*WRITTEN TASK*: Exclude pictures; retype the lines below from the line containing "Tag the white church" through the end of the records, both ends kept.

*DATA LISTING*:

_____

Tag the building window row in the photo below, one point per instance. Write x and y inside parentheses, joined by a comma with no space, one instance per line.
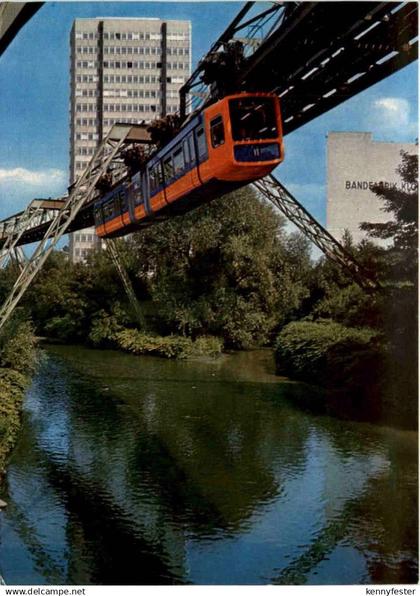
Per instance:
(136,65)
(178,65)
(82,252)
(89,35)
(87,122)
(132,50)
(85,150)
(84,237)
(87,136)
(178,51)
(87,93)
(127,36)
(108,122)
(111,121)
(86,107)
(110,107)
(87,64)
(87,78)
(131,79)
(81,165)
(132,93)
(86,50)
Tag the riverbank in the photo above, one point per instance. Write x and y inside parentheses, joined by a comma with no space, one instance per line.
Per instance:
(355,372)
(17,363)
(166,471)
(12,391)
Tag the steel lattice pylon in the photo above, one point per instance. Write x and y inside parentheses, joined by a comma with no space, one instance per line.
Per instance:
(82,192)
(278,194)
(119,265)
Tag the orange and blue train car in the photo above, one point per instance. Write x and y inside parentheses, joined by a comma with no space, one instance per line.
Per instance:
(229,144)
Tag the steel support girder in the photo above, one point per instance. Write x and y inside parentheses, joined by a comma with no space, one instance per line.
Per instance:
(13,236)
(271,189)
(82,192)
(122,271)
(322,53)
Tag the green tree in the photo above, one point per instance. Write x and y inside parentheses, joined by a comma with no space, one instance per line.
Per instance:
(402,227)
(226,269)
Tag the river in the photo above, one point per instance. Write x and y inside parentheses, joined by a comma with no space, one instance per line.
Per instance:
(138,470)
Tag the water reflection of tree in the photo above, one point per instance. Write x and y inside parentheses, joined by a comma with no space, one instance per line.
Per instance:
(211,464)
(380,523)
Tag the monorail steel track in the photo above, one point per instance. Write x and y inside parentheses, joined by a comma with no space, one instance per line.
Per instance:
(314,55)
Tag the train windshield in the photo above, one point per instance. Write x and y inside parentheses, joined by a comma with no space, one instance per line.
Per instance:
(253,118)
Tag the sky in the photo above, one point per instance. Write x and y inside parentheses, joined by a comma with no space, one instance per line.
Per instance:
(34,103)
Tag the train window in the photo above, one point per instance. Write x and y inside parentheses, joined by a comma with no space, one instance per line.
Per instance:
(98,215)
(187,158)
(153,179)
(201,142)
(217,131)
(192,149)
(178,161)
(109,209)
(253,118)
(168,168)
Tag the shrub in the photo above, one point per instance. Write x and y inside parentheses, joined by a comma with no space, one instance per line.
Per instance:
(136,342)
(329,354)
(104,329)
(208,345)
(17,349)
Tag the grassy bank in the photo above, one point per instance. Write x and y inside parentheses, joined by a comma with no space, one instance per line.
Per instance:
(355,372)
(108,332)
(17,362)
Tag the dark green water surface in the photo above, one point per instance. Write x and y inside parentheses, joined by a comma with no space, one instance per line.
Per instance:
(134,470)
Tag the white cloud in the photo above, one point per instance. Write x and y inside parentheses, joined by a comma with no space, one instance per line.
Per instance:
(34,178)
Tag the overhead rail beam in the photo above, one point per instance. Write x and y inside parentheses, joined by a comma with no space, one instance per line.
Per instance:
(315,54)
(13,16)
(272,189)
(13,229)
(118,261)
(83,191)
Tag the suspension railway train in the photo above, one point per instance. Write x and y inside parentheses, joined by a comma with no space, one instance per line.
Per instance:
(229,144)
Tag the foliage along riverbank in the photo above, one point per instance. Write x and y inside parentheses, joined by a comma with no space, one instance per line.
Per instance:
(229,276)
(17,362)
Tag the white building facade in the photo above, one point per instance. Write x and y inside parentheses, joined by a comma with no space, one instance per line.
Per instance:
(355,162)
(121,70)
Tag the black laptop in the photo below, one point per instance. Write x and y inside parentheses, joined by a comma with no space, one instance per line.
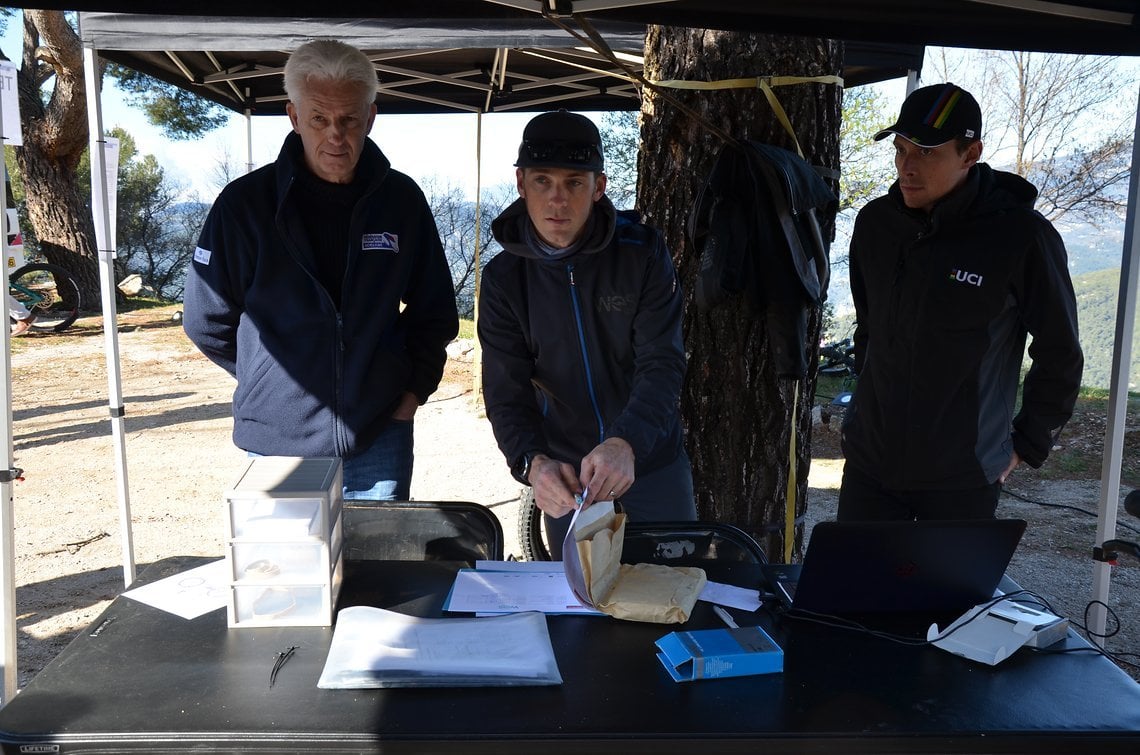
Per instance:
(898,567)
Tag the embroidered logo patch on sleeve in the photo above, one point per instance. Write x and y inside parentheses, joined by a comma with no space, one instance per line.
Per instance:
(381,242)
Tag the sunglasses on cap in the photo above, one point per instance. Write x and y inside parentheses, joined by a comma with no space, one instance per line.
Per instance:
(561,152)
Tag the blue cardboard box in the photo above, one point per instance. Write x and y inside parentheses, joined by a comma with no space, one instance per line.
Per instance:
(714,654)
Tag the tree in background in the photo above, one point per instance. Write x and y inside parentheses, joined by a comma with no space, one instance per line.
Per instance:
(156,229)
(737,410)
(866,168)
(456,221)
(619,141)
(1059,121)
(53,104)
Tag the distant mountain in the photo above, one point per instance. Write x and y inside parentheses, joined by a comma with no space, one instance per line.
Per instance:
(1096,302)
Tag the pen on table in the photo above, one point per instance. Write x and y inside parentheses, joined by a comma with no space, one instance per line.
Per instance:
(279,660)
(725,617)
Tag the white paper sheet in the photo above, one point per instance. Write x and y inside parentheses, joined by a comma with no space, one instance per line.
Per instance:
(747,599)
(487,591)
(189,593)
(375,648)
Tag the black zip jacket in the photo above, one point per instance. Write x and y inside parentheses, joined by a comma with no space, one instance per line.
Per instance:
(317,378)
(944,302)
(585,348)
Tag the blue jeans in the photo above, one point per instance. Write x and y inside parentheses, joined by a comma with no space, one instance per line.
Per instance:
(383,470)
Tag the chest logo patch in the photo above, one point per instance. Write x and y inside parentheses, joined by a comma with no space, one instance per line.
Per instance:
(616,302)
(381,242)
(963,276)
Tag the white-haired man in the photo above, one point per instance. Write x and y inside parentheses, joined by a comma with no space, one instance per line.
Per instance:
(320,284)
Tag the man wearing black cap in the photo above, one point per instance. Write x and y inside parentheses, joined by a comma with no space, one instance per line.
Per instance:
(951,272)
(579,321)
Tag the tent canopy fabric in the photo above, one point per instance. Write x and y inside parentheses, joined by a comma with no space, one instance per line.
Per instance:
(1090,26)
(425,65)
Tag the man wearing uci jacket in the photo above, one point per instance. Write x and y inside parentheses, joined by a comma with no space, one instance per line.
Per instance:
(951,272)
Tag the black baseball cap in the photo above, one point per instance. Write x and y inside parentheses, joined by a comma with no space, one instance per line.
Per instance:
(561,139)
(936,114)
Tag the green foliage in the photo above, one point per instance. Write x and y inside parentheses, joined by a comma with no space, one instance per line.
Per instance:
(620,138)
(179,113)
(466,329)
(866,165)
(155,232)
(1096,301)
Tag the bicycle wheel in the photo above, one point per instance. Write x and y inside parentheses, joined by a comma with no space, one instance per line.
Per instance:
(49,292)
(531,533)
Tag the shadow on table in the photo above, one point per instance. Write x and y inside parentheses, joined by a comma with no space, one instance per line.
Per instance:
(82,594)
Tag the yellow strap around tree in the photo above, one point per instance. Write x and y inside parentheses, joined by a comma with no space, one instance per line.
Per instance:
(765,84)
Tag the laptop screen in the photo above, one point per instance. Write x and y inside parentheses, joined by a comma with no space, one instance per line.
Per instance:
(872,567)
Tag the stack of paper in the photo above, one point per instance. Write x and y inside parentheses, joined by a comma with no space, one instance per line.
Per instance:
(374,648)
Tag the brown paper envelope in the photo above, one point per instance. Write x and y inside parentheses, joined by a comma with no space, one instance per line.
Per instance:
(652,592)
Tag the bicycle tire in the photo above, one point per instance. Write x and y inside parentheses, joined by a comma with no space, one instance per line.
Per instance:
(531,532)
(49,292)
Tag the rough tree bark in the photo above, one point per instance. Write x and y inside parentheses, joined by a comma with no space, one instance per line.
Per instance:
(55,137)
(738,413)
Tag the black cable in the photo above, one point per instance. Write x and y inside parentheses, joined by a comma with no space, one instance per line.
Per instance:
(1065,505)
(1018,595)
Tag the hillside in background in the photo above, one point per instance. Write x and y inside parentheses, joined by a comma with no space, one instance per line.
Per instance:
(1094,260)
(1096,301)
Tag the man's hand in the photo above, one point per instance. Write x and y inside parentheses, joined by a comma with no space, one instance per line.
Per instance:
(406,410)
(554,484)
(608,471)
(1012,464)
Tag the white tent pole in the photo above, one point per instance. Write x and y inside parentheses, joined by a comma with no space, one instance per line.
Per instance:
(249,139)
(478,367)
(1118,392)
(7,477)
(106,244)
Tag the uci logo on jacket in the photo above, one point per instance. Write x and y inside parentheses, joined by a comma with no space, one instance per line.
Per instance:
(963,276)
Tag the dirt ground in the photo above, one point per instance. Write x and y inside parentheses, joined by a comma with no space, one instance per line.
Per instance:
(71,549)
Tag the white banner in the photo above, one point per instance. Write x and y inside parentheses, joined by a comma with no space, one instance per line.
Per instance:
(111,163)
(9,103)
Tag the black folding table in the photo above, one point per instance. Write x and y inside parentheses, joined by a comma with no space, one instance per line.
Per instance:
(141,680)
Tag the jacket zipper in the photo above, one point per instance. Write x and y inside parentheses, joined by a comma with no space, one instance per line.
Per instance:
(340,441)
(585,354)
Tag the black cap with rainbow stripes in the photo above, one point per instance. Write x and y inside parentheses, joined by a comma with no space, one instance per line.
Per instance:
(936,114)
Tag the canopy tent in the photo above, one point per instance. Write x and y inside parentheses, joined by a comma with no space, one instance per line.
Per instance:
(1089,26)
(424,65)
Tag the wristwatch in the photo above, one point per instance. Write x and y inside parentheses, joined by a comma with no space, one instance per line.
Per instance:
(521,467)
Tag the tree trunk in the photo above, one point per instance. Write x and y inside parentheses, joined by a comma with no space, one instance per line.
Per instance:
(738,412)
(55,137)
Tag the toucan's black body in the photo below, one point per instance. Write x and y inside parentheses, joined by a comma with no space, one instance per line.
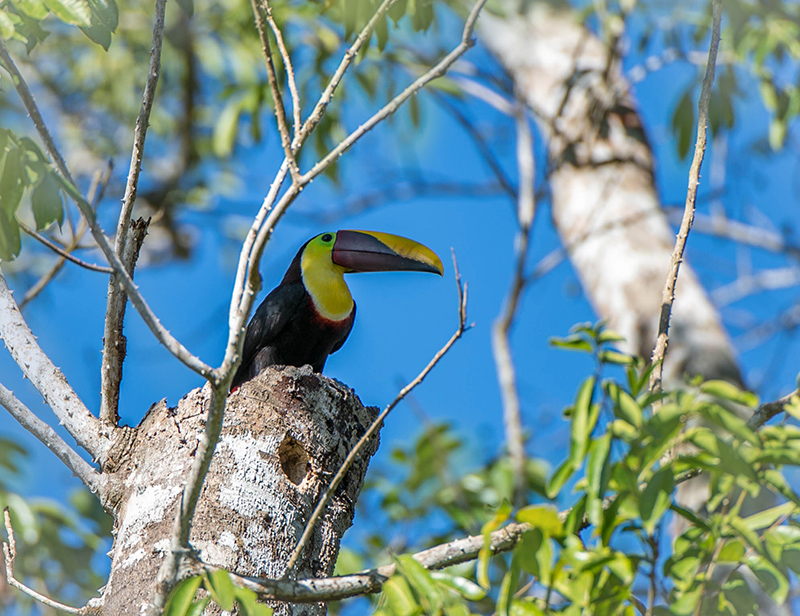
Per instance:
(290,327)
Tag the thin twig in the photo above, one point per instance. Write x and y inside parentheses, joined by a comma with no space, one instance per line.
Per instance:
(49,381)
(668,296)
(50,438)
(437,71)
(277,97)
(96,190)
(287,63)
(348,58)
(247,279)
(373,428)
(62,251)
(113,340)
(147,314)
(504,361)
(10,553)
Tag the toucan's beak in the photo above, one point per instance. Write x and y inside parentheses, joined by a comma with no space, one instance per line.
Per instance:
(370,251)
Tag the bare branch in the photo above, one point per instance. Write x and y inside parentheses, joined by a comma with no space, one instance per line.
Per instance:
(287,63)
(149,317)
(179,540)
(115,344)
(277,97)
(437,71)
(327,94)
(247,280)
(62,252)
(50,438)
(768,410)
(10,553)
(87,430)
(504,361)
(113,340)
(96,190)
(337,478)
(668,296)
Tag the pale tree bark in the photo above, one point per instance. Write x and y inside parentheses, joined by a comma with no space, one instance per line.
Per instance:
(604,199)
(285,433)
(605,204)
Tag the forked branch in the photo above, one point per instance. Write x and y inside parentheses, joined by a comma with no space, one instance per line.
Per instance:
(373,428)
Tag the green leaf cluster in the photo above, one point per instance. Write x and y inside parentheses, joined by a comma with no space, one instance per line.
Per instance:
(26,177)
(213,587)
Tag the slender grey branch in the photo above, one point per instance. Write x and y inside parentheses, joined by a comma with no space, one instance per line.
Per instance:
(87,430)
(50,438)
(10,553)
(349,56)
(113,339)
(149,317)
(179,539)
(668,296)
(437,71)
(504,361)
(247,279)
(115,344)
(337,478)
(277,97)
(63,252)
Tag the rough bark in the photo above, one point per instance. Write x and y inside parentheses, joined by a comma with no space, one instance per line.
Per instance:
(285,433)
(604,199)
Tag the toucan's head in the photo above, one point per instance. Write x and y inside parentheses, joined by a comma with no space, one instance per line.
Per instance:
(371,251)
(324,259)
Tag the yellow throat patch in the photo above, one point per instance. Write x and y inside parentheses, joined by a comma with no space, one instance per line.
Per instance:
(324,280)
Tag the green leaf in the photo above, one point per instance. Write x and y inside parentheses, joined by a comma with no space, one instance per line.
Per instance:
(583,422)
(503,512)
(399,597)
(47,203)
(768,517)
(198,607)
(226,127)
(771,579)
(180,599)
(683,123)
(559,478)
(616,358)
(218,584)
(73,12)
(421,583)
(543,517)
(598,471)
(534,554)
(508,587)
(727,420)
(728,391)
(35,9)
(9,236)
(466,588)
(575,342)
(11,186)
(656,498)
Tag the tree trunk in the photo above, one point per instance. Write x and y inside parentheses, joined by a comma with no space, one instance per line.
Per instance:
(604,199)
(285,434)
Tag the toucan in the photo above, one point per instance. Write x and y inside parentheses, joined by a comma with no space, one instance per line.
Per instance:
(310,313)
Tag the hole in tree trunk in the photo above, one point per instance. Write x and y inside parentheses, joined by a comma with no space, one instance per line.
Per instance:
(294,459)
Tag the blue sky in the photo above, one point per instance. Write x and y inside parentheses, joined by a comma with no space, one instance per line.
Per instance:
(403,318)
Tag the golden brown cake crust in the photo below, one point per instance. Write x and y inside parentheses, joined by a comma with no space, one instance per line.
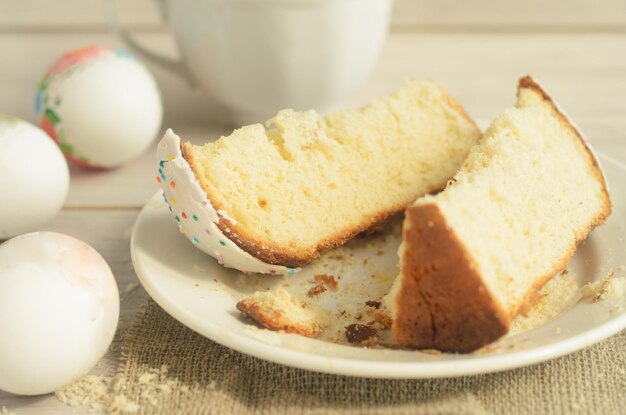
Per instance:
(529,83)
(271,253)
(443,303)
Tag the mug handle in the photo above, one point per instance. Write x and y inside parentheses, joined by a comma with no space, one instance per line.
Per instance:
(175,66)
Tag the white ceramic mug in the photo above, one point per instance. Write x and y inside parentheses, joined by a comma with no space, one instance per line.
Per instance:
(256,57)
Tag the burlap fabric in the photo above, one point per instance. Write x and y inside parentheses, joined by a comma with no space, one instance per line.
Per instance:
(217,380)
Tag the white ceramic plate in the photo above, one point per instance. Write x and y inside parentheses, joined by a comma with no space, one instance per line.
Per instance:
(201,294)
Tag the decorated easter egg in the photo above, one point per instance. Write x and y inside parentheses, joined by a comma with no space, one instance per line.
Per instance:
(34,177)
(100,105)
(59,309)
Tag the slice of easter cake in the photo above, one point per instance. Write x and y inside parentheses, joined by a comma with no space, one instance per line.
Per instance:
(474,255)
(272,198)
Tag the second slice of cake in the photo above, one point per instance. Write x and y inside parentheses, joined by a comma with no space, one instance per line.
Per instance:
(269,199)
(475,254)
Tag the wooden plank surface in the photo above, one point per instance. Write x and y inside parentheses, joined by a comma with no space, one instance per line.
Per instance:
(553,14)
(584,73)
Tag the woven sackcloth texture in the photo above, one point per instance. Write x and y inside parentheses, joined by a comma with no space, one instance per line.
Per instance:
(209,378)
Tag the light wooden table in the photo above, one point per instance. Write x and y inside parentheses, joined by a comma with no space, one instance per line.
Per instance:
(585,70)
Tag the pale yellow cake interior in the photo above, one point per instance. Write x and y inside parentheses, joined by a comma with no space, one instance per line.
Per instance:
(305,179)
(524,196)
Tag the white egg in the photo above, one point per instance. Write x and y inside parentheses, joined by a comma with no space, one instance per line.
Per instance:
(59,309)
(34,177)
(100,105)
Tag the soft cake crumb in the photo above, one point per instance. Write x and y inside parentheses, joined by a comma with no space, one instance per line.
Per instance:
(5,411)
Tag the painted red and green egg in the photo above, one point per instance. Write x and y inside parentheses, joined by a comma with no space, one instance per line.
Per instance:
(47,106)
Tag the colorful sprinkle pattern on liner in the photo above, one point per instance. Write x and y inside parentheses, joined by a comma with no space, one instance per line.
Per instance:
(186,200)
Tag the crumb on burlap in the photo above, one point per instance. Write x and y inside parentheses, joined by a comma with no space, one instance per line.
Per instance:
(109,394)
(5,411)
(316,290)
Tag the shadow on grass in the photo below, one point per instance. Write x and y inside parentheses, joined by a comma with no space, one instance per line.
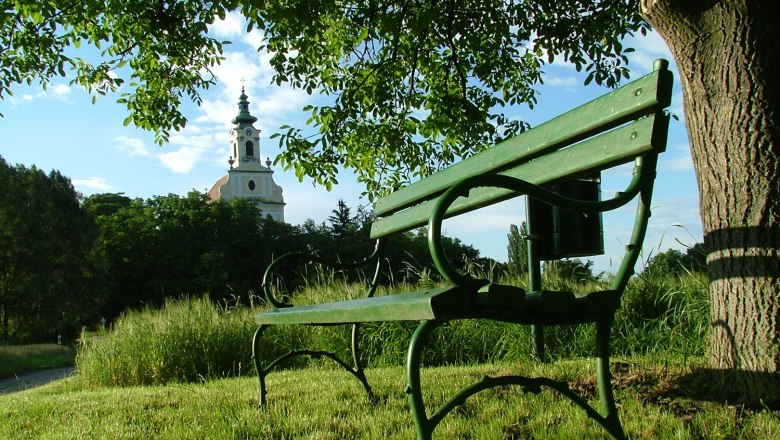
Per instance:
(711,385)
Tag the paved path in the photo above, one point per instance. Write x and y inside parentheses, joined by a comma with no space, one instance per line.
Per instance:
(32,380)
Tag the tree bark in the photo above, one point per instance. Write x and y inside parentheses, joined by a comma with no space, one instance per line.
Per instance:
(728,55)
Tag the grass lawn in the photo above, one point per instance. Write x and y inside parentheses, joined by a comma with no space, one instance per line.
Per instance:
(656,399)
(20,359)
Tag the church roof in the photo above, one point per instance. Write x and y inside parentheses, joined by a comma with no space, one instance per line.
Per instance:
(244,117)
(214,191)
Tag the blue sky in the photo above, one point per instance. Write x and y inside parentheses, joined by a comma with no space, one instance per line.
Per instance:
(59,128)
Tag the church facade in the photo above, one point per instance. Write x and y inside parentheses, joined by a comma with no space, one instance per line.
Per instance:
(247,177)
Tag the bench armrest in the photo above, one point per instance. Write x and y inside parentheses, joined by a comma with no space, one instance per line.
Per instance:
(642,175)
(312,259)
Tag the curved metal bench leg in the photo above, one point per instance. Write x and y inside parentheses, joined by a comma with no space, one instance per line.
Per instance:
(604,377)
(261,372)
(423,425)
(358,366)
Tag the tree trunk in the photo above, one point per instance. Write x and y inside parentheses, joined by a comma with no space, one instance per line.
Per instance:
(728,54)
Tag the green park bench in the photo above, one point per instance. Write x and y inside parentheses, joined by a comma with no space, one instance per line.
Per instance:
(557,165)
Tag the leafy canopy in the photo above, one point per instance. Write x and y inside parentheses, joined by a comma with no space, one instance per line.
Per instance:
(412,85)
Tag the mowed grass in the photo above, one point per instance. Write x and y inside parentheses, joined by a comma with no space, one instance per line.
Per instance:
(20,359)
(326,403)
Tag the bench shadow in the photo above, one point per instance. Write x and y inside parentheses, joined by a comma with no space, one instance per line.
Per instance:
(711,385)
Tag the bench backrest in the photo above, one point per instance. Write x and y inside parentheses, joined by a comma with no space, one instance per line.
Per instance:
(613,129)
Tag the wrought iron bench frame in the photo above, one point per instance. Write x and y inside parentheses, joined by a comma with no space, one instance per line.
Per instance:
(627,124)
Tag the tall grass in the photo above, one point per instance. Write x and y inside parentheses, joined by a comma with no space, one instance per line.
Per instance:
(193,339)
(20,359)
(186,340)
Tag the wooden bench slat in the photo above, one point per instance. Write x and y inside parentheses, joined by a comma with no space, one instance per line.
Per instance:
(426,304)
(638,98)
(612,148)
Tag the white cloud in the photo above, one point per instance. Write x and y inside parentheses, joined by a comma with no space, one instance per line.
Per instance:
(60,90)
(232,26)
(678,158)
(181,161)
(131,146)
(93,183)
(568,82)
(648,48)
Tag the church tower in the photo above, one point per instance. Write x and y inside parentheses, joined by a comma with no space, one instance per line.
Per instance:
(247,178)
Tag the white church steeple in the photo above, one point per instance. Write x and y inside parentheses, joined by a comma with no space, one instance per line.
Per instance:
(247,177)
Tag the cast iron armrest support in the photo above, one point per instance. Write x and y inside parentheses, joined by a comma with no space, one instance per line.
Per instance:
(310,259)
(521,187)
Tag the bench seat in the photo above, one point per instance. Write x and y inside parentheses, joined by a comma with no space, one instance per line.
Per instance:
(493,301)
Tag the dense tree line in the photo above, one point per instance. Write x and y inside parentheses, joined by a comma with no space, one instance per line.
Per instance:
(51,275)
(66,262)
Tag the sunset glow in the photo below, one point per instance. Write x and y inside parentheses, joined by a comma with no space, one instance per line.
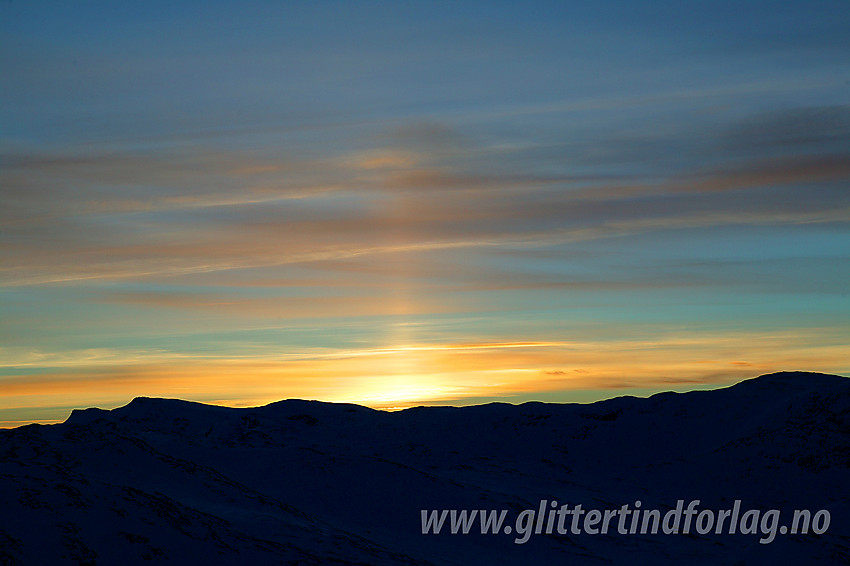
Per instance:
(402,204)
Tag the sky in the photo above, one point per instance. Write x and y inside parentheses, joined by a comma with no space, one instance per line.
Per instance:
(404,203)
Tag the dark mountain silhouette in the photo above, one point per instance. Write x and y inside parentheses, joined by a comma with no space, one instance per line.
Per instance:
(304,482)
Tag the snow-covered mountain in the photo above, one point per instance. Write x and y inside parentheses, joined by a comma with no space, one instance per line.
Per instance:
(304,482)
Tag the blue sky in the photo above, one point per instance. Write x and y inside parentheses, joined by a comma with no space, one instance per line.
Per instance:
(403,202)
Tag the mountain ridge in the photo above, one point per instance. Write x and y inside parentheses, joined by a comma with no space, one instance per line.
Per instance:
(312,482)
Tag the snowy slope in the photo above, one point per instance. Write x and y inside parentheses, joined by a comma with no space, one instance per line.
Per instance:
(303,482)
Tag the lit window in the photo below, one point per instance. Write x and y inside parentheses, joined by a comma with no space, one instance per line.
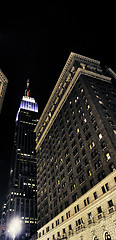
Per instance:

_____

*EXERCISE SOLUTION*:
Tag the white church steeple in the photo above, one point per instance. Write x and y inside parentheses, joined by a comma with no space, one instance per line.
Per instance:
(247,177)
Tag the cast iron armrest support in the photo above, one point per instance. Write x and y inside parentheses, joined by a comma with no space, one instance per line.
Per instance:
(310,259)
(521,187)
Tag the bench seat in the photo above, one point per instance. Write x and y inside parentheses, joined by a comma with no space, one instance per line.
Per instance:
(493,301)
Tag the dense tree line in the photo above, one point per instance. Write x and y inside parentheses, joined by a comma with no space, one instance per line.
Per instance:
(51,275)
(66,262)
Tag the sunset glow in the photo below, one point per instance. Write x and y inside parentheses, joined by a comma with no space, one instance per line.
Per instance:
(402,204)
Tag the sky in the photo above, one point per instance. Write x and y inside parentheses, joined by a comma with no space, one instance per line.
Per instance:
(404,203)
Tag the dark mountain silhouette in the photo above, one point per instance. Write x and y inside parentheses, joined by a comma with no space, one instance per line.
Per instance:
(304,482)
Tag the snow-covered mountain in the photo above, one point per instance. Write x and y inside parentheses, joined by a comma with no space, one instance per line.
Per instance:
(304,482)
Tag the blue sky in the photo above, one point per instance. Write x and y inside parentheses, joined by a comma with no space, one instance per line.
Per instance:
(403,202)
Tag the mountain ridge in the photo above, one point per instance. Write x and y inside parentheses, joined by a comma with no space, one instance per line.
Per instance:
(312,482)
Tag the snowy slope in the photo above, one point per instance. Write x and y inside parentheses, joined by a comma with no space, one instance per line.
Per instance:
(303,482)
Tag the lit window in the photo below, one point per instance. Write x and y inside parentheses, joined by a comma with no space, one instance per line.
Per instance:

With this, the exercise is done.